*What you will do:* Recast every line of the records below as a JSON array of strings, one string per line, skipping any blank lines and leaving the pictures out.

━━━━━━━━━━

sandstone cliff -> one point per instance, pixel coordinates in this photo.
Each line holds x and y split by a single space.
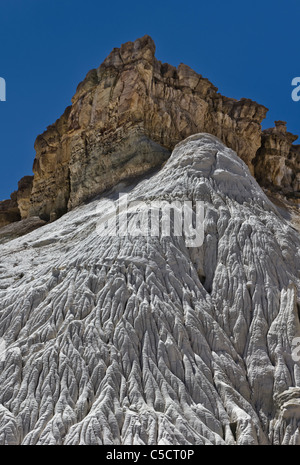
125 119
277 162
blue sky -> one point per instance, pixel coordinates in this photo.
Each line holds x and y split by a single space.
247 49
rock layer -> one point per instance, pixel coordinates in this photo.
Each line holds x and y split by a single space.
277 163
143 340
125 119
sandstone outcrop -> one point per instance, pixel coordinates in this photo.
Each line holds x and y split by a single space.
9 211
277 163
125 119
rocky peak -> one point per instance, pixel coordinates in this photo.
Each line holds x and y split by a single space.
125 119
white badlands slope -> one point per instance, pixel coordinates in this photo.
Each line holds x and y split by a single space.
127 341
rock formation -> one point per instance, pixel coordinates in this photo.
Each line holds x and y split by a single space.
277 162
9 211
143 340
125 119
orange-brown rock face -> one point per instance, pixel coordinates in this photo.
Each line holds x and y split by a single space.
277 163
125 118
9 212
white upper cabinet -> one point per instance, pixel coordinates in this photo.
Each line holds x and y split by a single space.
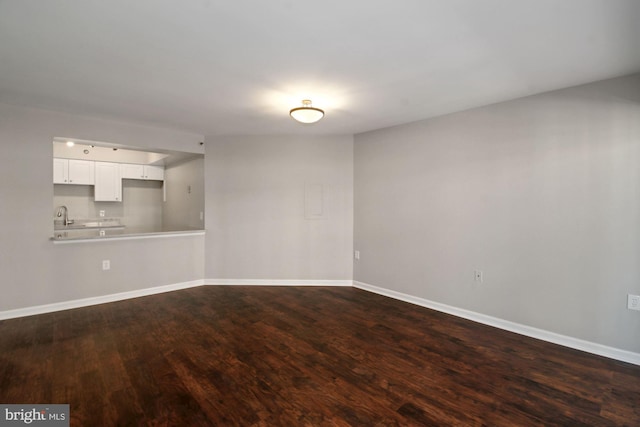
66 171
60 171
108 182
131 171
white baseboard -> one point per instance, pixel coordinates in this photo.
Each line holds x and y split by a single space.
575 343
261 282
84 302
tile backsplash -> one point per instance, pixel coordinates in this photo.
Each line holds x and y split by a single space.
141 206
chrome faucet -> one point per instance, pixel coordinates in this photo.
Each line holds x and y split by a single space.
66 220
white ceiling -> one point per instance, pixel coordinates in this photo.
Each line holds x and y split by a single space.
238 66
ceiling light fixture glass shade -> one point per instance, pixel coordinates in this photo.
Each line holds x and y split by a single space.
306 113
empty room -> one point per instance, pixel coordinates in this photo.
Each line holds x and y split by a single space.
293 213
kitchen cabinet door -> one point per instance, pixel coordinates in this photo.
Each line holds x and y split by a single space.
81 172
60 171
108 182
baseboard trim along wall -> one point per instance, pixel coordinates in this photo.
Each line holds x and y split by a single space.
264 282
84 302
566 341
575 343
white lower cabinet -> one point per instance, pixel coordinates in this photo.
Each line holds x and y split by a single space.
108 182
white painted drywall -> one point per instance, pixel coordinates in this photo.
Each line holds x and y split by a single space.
184 186
34 271
541 193
255 207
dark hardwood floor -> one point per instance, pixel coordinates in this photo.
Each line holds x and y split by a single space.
284 356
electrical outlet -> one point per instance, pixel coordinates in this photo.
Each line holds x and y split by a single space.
477 275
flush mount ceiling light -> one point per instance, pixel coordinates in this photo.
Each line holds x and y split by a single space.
306 113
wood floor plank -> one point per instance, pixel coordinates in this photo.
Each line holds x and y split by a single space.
308 356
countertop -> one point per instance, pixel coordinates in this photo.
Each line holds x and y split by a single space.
115 232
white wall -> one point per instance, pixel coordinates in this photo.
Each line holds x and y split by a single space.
33 270
141 209
184 183
541 193
255 208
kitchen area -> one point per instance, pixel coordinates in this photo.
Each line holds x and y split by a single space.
104 190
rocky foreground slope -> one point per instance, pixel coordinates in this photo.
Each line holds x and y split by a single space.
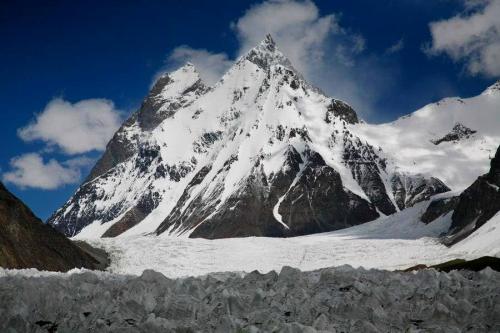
26 242
339 299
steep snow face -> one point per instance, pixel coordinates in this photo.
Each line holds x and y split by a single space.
452 139
261 153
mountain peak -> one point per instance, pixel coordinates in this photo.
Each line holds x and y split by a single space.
268 43
267 54
494 88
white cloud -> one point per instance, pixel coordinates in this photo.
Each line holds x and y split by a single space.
472 37
76 128
210 65
31 171
297 28
396 47
327 54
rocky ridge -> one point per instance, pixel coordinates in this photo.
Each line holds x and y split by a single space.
245 157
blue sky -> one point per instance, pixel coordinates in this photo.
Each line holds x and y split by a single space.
380 56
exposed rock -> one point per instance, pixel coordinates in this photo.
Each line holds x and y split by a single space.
226 161
438 208
339 299
477 204
26 242
475 265
411 189
458 132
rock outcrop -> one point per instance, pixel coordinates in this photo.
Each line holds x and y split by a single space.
477 204
26 242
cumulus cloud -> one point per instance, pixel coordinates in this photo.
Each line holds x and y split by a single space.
210 65
74 128
472 37
31 171
396 47
327 54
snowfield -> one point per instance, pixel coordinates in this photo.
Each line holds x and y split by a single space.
394 242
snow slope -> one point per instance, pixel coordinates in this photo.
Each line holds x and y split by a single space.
394 242
458 162
260 153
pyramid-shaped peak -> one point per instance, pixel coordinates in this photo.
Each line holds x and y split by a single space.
493 89
267 53
268 43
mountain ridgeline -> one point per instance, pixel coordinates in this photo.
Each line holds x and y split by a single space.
260 153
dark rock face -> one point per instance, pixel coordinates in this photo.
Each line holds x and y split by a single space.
312 200
477 204
366 167
458 132
342 110
25 242
339 299
411 189
318 202
182 143
152 112
120 148
438 208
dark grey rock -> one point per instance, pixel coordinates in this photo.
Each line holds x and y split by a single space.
438 208
477 204
26 242
458 132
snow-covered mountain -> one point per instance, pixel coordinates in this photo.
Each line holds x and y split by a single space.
453 139
264 153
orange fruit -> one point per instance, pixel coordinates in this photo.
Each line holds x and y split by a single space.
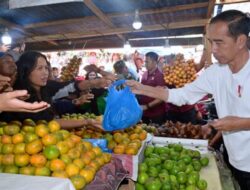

━━━━━━━━━━

*Task output:*
[
  "sandstone cliff -> one point per instance, pixel coordinates in this photo.",
  "Each line holds x and y split by a single space.",
  "125 119",
  "277 162",
  "blue sky -> one point per instance, pixel coordinates in this photo.",
  "Each line holds x and y split by a single space.",
  "247 49",
  "rock layer -> one point per instance, pixel coordinates in this photo.",
  "Each line holds x and y split by a single space.",
  "277 163",
  "143 340",
  "125 119",
  "sandstone outcrop -> one point per instance, pixel coordinates in this photo.",
  "Each line holds x and y split by a single space.",
  "9 211",
  "277 163",
  "125 119",
  "rocky peak -> one point per instance, pixel coordinates in this photo.",
  "Each line holds x and y split by a single space.",
  "125 119",
  "white badlands slope -> one point per instance, pixel coordinates in this photo.",
  "Each line holds x and y split by a single space.",
  "127 341",
  "rock formation -> one point per instance, pixel coordinates in this photo.",
  "Each line holds x and y split by a single space.",
  "277 162",
  "9 211",
  "143 340",
  "125 119",
  "orange-brown rock face -> one point per instance, pixel coordinates in this photo.",
  "Each line holds x and y split by a single space.",
  "277 163",
  "125 118",
  "9 212",
  "white upper cabinet -> one point per instance, pixel coordinates in this photo.",
  "Each line holds x and y split by a single space.",
  "66 171",
  "60 171",
  "108 182",
  "131 171",
  "white baseboard -> one point per instance, pixel coordinates in this photo.",
  "Each line holds x and y split by a single space.",
  "575 343",
  "261 282",
  "84 302",
  "tile backsplash -> one point per instance, pixel coordinates in this photo.",
  "Each line holds x and y split by a single space.",
  "141 206",
  "chrome faucet -> one point per instance, pixel coordinates in this photo.",
  "Each line holds x and y split by a single space.",
  "66 220",
  "white ceiling -> one point per instance, pixel coordinates in this photo.",
  "Each line holds x and y split by a single space.",
  "238 66",
  "ceiling light fixture glass shade -> one point per instance, pixel coordinates in this photo.",
  "Each line holds x and y split by a single space.",
  "306 113",
  "empty room -> one point per instance, pixel coordinates in this photo.",
  "Each line holds x and y split by a single space.",
  "293 213",
  "kitchen cabinet door -> one point per instance, pixel coordinates in this photo.",
  "Each line holds x and y split by a single space.",
  "81 172",
  "60 171",
  "108 182",
  "baseboard trim along wall -> one point per instance, pixel coordinates in this photo.",
  "Each line holds x and y split by a single space.",
  "264 282",
  "84 302",
  "566 341",
  "575 343",
  "white lower cabinet -> one point per instance, pixel coordinates in this photo.",
  "Each line holds x and y split by a single space.",
  "108 182",
  "white painted drywall -> one point per instance, pixel coordinates in this photo.",
  "Each line holds x and y split by a single space.",
  "184 186",
  "34 271",
  "541 193",
  "255 207",
  "dark hardwood floor -> one point per instance, pixel coordinates in this photo.",
  "Each line holds x and y split by a single space.",
  "284 356",
  "electrical outlet -> one point per instance, pixel coordinates in this photo.",
  "Each line holds x and y split by a single space.",
  "477 275",
  "flush mount ceiling light -> one point per instance, pixel coordinates in this photo.",
  "Each line holds x and y split by a single space.",
  "306 113",
  "wood floor plank -> one point per instance, pixel coordinates in this photo.",
  "Each line holds x and y split by a single space.",
  "308 356",
  "countertop -> one point per instance, pixel coordinates in this photo.",
  "Each line holds x and y split by a single space.",
  "115 232",
  "white wall -> one point per instance, pixel coordinates in this photo.",
  "Each line holds x and y split by a single space.",
  "33 270",
  "141 209",
  "184 183",
  "541 193",
  "255 208",
  "kitchen area -> one point per instance, pixel coordinates in this photo.",
  "Each line holds x and y split by a single space.",
  "104 190",
  "rocky foreground slope -> one point per instance, pixel coordinates in this photo.",
  "Each line holds x and y split by a single space.",
  "26 242",
  "339 299",
  "steep snow face -> one point per instance, pixel coordinates in this photo.",
  "Each line holds x and y split by a single space.",
  "452 139",
  "261 153",
  "mountain peak -> one point per instance, pixel coordinates in this photo.",
  "Each line holds x and y split by a single space.",
  "268 43",
  "267 54",
  "494 88",
  "white cloud -> one point per instance, pixel coordinates in this photo.",
  "Each line holds x and y split by a single space.",
  "472 37",
  "76 128",
  "210 65",
  "31 171",
  "297 28",
  "396 47",
  "327 54",
  "rocky ridge -> one point per instance, pixel coordinates in this photo.",
  "Each line holds x and y split by a single space.",
  "245 157",
  "blue sky -> one point per instance, pixel coordinates in this photo.",
  "Each line holds x and y split by a single space.",
  "380 56",
  "exposed rock -> one point per instance, pixel coordinates in this photo.",
  "Each line holds x and y split by a single space.",
  "226 161",
  "438 208",
  "339 299",
  "477 204",
  "26 242",
  "475 265",
  "411 189",
  "458 132",
  "rock outcrop -> one point per instance, pixel coordinates in this photo.",
  "Each line holds x and y split by a single space.",
  "477 204",
  "26 242",
  "cumulus cloud -> one point per instance, pixel coordinates in this photo.",
  "Each line holds x and y split by a single space.",
  "210 65",
  "74 128",
  "472 37",
  "31 171",
  "396 47",
  "327 54",
  "snowfield -> one point per instance, pixel coordinates in this photo.",
  "Each line holds x and y split by a single space.",
  "394 242",
  "snow slope -> one point per instance, pixel coordinates in this photo.",
  "Each line holds x and y split by a single space.",
  "394 242",
  "458 162",
  "260 153",
  "pyramid-shaped peak -> one point per instance, pixel coordinates in this photo.",
  "Each line holds x and y split by a single space.",
  "493 89",
  "267 53",
  "268 43",
  "mountain ridgeline -> one point per instance, pixel coordinates in this photo.",
  "Each line holds x and y split by a single space.",
  "260 153",
  "dark rock face -> one point per instance, pixel coordinates in this photo.",
  "Each line holds x and y split by a single space.",
  "312 200",
  "477 204",
  "366 167",
  "458 132",
  "342 110",
  "25 242",
  "339 299",
  "411 189",
  "318 202",
  "182 143",
  "152 112",
  "120 148",
  "438 208",
  "dark grey rock -> one point per instance, pixel coordinates in this photo.",
  "Each line holds x and y split by a single space.",
  "438 208",
  "477 204",
  "26 242",
  "458 132",
  "snow-covered mountain -> one point per instance, pixel coordinates in this photo.",
  "Each line holds x and y split by a single space.",
  "453 139",
  "264 153",
  "orange fruit -> one point per instance, pixel coordinates in this photo.",
  "Each line holds x and y split by a single space."
]